Your objective ▸ For the entries below, repeat exactly each line starting with the one that contains "the car headlight" and going on through the one that contains "the building window", and no others.

====== Material provided

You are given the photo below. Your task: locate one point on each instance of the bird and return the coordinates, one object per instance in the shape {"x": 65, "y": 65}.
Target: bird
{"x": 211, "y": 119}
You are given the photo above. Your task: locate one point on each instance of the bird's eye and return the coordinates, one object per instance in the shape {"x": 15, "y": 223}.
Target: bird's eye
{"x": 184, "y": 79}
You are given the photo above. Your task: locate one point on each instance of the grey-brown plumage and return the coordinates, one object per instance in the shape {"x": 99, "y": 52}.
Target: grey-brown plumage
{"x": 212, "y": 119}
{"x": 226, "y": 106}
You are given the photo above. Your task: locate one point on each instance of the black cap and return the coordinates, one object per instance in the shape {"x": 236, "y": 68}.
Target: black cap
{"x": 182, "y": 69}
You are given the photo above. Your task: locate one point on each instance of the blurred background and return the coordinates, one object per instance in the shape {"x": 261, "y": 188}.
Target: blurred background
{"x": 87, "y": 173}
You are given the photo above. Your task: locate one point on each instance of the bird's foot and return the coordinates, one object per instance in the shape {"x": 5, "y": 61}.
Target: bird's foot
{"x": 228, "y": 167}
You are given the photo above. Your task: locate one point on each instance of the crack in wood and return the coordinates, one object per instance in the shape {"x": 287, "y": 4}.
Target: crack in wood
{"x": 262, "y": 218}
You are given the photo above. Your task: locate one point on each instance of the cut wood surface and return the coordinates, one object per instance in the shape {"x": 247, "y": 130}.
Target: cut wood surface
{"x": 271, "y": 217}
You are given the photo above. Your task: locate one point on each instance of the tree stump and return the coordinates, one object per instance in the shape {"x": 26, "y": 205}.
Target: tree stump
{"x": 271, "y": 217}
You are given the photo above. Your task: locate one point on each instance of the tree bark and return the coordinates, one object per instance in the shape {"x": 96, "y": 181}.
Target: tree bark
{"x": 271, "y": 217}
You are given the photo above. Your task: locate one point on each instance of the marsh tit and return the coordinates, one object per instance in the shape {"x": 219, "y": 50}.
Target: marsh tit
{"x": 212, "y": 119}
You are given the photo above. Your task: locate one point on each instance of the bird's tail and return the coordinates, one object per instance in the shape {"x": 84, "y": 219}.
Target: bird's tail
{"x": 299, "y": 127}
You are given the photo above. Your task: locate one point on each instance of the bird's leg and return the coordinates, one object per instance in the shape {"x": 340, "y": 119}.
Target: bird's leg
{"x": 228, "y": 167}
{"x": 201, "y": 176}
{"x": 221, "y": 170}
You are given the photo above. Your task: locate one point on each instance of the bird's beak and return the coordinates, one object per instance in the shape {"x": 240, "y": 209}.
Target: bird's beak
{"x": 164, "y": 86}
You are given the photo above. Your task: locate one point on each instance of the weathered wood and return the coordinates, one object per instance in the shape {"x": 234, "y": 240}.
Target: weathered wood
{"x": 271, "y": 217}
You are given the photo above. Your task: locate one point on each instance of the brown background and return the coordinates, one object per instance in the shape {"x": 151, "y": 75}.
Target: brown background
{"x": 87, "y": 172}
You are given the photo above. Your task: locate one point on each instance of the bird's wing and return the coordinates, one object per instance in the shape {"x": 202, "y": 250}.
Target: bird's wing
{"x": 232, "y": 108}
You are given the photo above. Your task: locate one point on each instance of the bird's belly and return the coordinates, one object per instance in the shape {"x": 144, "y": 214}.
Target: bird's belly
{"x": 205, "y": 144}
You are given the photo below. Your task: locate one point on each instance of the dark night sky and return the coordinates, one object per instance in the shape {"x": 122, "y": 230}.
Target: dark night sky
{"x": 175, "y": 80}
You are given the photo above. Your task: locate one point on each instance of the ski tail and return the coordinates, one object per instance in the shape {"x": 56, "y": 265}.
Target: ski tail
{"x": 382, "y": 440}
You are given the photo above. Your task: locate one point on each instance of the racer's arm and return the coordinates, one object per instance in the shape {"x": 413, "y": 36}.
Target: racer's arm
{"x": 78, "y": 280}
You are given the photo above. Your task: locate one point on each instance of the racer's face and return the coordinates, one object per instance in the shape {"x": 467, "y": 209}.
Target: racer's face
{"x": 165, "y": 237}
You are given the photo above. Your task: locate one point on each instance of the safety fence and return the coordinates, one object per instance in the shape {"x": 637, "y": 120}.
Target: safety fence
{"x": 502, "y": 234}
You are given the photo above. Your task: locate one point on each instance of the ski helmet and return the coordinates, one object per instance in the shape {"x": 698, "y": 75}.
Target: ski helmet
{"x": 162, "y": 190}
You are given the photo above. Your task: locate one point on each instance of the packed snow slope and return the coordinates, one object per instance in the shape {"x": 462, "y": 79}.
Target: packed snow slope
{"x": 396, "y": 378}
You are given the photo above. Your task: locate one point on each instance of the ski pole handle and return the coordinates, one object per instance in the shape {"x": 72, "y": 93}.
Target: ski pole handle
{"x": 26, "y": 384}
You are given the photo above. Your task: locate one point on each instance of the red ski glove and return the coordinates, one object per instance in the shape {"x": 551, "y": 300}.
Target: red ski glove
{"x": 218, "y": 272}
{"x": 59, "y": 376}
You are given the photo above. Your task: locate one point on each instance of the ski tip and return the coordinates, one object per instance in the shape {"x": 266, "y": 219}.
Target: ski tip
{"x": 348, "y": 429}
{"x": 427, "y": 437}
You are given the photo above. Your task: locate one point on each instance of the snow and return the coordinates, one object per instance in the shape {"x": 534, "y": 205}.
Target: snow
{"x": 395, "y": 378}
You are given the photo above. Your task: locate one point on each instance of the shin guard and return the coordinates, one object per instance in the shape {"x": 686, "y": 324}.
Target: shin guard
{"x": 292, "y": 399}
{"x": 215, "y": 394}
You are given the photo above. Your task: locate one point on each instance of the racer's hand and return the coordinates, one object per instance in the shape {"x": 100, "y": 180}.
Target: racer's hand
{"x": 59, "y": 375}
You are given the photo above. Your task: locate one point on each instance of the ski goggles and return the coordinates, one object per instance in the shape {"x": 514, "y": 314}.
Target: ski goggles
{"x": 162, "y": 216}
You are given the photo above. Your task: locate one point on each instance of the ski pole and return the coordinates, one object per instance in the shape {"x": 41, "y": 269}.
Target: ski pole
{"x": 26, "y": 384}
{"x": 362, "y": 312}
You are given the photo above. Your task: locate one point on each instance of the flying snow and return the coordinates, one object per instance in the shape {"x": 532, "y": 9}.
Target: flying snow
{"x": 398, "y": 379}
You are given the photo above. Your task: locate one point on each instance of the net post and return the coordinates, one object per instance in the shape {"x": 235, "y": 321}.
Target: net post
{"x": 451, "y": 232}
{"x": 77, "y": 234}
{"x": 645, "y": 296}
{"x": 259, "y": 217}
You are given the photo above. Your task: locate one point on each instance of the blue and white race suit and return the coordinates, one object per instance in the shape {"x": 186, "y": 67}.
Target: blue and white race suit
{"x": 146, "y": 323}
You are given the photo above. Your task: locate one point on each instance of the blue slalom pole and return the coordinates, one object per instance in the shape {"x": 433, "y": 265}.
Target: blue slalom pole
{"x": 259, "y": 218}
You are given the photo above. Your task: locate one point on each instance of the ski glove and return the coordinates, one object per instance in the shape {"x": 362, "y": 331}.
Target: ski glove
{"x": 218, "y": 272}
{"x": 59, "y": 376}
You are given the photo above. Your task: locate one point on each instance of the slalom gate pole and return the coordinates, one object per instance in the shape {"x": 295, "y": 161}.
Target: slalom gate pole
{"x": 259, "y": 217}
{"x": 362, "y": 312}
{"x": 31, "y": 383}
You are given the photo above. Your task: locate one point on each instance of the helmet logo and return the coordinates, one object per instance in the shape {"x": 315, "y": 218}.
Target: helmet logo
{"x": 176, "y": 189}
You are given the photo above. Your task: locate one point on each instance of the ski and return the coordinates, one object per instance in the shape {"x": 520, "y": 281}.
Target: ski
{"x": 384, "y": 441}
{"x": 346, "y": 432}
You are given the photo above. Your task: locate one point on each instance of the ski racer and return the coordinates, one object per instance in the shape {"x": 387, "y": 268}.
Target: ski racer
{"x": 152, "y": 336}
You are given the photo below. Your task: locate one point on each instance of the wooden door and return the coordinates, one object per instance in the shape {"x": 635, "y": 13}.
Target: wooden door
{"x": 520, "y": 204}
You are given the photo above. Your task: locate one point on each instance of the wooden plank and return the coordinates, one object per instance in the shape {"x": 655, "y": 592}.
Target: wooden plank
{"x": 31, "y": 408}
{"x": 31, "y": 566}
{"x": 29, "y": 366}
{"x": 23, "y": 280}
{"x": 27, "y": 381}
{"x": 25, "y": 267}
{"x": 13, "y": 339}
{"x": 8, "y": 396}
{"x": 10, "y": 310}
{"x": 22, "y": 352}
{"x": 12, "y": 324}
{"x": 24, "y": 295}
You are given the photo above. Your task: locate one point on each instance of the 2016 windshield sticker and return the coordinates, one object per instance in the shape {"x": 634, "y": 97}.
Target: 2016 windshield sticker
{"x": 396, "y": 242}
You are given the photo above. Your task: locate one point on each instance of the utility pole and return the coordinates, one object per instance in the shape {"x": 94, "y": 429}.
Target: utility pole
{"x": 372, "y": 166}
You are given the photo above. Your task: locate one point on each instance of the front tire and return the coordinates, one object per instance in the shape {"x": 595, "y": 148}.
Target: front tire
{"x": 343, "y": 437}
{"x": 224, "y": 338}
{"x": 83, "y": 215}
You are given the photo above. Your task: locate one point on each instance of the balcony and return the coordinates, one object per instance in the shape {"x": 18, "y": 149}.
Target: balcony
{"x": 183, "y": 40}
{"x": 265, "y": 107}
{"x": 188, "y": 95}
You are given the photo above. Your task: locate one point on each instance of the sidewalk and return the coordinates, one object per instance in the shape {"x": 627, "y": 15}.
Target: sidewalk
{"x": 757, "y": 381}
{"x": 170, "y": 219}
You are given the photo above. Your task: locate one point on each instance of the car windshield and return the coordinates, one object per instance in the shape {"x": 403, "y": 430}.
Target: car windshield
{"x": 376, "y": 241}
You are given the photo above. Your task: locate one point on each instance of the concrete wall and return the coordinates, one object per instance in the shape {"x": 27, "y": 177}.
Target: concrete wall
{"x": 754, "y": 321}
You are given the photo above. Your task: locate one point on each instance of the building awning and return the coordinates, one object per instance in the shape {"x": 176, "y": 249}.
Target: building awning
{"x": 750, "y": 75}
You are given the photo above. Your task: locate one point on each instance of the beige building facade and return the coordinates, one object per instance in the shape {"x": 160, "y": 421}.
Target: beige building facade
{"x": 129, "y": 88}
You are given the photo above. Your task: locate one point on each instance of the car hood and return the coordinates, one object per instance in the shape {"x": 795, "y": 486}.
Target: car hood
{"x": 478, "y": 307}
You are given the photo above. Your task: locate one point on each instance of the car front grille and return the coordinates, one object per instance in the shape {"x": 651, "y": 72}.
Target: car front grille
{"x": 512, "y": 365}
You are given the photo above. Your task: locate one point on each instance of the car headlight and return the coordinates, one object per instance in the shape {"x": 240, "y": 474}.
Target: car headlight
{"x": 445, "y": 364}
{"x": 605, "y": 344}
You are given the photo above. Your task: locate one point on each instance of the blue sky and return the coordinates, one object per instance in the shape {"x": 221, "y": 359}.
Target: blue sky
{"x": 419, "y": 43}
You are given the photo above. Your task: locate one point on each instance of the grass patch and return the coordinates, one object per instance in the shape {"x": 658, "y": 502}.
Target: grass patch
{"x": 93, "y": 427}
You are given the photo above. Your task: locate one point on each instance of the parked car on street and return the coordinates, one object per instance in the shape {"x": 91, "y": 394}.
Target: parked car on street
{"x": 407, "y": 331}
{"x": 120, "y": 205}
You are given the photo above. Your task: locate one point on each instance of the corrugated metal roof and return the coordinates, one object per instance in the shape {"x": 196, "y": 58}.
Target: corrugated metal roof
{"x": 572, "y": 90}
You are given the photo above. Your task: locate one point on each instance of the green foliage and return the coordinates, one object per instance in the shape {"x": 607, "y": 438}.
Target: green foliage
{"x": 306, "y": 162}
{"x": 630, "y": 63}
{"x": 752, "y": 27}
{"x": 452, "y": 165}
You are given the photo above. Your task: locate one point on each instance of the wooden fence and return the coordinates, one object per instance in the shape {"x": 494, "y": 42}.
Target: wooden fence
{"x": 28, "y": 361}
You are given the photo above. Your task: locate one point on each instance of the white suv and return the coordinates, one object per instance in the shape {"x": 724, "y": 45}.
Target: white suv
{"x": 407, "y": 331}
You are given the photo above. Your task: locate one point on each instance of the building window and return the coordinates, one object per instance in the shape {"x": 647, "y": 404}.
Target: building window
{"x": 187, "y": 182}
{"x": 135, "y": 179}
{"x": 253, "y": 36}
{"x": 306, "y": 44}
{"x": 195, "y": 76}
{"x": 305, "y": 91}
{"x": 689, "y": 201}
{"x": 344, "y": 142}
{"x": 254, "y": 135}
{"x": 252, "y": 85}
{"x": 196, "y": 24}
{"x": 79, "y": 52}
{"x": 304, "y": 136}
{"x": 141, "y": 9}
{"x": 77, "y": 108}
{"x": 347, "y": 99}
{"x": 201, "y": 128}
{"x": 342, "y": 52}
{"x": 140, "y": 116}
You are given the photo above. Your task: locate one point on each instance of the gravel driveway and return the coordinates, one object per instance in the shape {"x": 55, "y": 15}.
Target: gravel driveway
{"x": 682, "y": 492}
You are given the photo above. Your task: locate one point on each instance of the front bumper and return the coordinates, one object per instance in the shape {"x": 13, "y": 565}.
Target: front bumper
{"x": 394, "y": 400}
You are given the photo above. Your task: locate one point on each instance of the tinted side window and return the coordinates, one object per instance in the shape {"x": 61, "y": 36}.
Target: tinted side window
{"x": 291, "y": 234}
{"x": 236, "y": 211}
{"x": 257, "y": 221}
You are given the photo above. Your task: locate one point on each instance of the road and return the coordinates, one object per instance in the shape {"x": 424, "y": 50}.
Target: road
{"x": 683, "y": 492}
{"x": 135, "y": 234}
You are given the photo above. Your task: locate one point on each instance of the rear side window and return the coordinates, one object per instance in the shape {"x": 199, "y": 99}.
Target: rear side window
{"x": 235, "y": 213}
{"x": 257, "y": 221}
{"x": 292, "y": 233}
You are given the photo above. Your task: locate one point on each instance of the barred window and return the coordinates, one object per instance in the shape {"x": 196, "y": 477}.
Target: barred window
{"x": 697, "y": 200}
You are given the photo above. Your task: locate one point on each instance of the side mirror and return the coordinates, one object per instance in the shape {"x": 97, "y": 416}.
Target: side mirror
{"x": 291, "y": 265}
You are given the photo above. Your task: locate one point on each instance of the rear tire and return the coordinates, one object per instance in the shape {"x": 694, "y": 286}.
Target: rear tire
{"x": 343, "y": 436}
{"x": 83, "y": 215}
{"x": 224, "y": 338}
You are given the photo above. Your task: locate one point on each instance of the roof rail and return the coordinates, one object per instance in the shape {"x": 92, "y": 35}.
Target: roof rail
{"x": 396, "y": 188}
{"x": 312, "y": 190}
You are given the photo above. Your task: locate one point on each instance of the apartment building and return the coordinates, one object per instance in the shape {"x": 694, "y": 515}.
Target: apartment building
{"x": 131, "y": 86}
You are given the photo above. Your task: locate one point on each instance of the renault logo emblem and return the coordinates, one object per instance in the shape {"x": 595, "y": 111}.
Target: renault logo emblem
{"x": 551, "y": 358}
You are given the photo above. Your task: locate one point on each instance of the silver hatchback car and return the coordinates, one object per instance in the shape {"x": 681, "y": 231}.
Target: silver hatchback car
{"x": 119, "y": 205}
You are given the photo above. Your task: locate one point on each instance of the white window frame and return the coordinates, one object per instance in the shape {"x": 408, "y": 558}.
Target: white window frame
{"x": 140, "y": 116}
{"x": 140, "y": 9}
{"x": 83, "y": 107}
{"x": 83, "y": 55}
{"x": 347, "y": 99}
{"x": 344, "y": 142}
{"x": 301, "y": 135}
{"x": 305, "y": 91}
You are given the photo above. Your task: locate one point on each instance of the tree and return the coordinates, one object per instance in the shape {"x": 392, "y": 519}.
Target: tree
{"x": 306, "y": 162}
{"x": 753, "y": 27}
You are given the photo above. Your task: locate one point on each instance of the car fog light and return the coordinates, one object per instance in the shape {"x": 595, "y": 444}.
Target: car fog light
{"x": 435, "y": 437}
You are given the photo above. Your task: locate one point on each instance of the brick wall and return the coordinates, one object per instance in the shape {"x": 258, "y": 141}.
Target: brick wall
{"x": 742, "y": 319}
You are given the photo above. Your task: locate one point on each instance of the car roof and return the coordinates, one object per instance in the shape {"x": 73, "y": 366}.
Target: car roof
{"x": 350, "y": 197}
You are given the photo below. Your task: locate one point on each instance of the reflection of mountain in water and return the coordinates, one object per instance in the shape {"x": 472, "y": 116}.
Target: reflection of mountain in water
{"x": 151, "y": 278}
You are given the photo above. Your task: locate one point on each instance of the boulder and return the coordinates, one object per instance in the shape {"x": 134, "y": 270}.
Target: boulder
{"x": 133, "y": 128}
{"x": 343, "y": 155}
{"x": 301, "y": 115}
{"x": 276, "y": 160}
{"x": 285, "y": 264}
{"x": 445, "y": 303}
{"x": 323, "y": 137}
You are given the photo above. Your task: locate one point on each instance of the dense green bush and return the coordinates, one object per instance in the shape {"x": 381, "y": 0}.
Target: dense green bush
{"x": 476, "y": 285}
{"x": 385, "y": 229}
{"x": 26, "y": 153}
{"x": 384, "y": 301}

============

Solution to this task ▸
You are given the photo above. Your task: locate one point on each instance of the car headlight and return the coordinates, one object per instance in the shape {"x": 240, "y": 474}.
Target: car headlight
{"x": 445, "y": 364}
{"x": 605, "y": 344}
You are given the photo above. Your task: locate one point on each instance of the blue sky and return the coordinates, one object per instance in the shape {"x": 221, "y": 359}.
Target: blue sky
{"x": 419, "y": 43}
You are given the photo above. Your task: locate one point on each instance of the grass patch and return the coordinates, one object per instance in the shape {"x": 658, "y": 502}.
Target: grass patch
{"x": 93, "y": 427}
You are given the photo above. Your task: locate one point on each instance of the parked car on street and return the coordinates, one object per instance in the shape {"x": 91, "y": 394}.
Target: parked car on street
{"x": 407, "y": 331}
{"x": 120, "y": 205}
You are given the photo above. Your task: locate one point on each instance of the corrugated metal roof and return the coordinates, one object per instance in the shape {"x": 196, "y": 58}.
Target: corrugated metal roof
{"x": 572, "y": 90}
You are given the photo above. Your task: locate one point on each instance of the green foliage and return the coordinates, one object per instance in the shape {"x": 607, "y": 438}.
Target: green foliage
{"x": 306, "y": 162}
{"x": 630, "y": 63}
{"x": 752, "y": 27}
{"x": 452, "y": 165}
You are given the photo above. Your task: locate one point on each instance of the wooden fence and return the coordinates, one object per instance in the shape {"x": 494, "y": 42}.
Target: wooden fence
{"x": 28, "y": 361}
You are given the photo above. Your task: locate one point on each instance of the white suv and return the coordinates, one object per instance in the shape {"x": 724, "y": 45}.
Target: white suv
{"x": 407, "y": 331}
You are given the photo above. Your task: locate one point on each instance of the building window and return the coordinates, one object per instance in the shape {"x": 647, "y": 404}.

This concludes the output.